**Exercise task**.
Render every line of the items below, from the line containing "Please put a point on each instance of the shirt" through the end of the items, as a Markdown table with the columns Row and Item line, both ends included. Number the rows in order and leave out blank lines.

**Entries**.

=-=-=

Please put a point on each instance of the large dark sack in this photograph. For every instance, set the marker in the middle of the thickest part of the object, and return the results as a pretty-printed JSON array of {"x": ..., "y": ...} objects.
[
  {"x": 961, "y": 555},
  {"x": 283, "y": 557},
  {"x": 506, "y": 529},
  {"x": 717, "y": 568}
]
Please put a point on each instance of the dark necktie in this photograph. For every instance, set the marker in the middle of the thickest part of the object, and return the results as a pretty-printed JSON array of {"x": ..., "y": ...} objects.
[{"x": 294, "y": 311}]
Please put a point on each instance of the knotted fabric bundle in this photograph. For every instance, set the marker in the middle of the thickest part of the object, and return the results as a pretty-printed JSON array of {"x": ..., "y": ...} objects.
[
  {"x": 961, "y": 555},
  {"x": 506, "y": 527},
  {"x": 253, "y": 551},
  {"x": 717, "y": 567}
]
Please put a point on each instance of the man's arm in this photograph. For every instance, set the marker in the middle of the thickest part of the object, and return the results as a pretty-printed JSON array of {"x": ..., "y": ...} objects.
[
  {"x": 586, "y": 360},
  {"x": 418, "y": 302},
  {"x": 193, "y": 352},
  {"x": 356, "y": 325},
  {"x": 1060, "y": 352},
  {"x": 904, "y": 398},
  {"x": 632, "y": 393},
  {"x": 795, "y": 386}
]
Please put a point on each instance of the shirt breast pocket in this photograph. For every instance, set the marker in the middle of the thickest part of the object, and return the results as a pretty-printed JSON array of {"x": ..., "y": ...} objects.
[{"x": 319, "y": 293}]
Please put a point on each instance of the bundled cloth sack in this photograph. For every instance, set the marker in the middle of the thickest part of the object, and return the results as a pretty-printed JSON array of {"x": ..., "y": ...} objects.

=-=-=

**Solution for this exercise**.
| Row | Item line |
|---|---|
| 1 | Please put a point on each instance of the shirt breast pocket in this photograph. For every instance, set the marker in the middle of the thickest part of the object, and return the results as a pretty-printed JSON array of {"x": ..., "y": ...} objects. |
| 2 | [{"x": 319, "y": 293}] |
| 3 | Please put a point on each instance of the bundled cloth sack in this photograph. For every instance, set the marker in the middle of the thickest part of the object, and return the results as a pretty-printed JSON array of {"x": ..., "y": ...} objects. |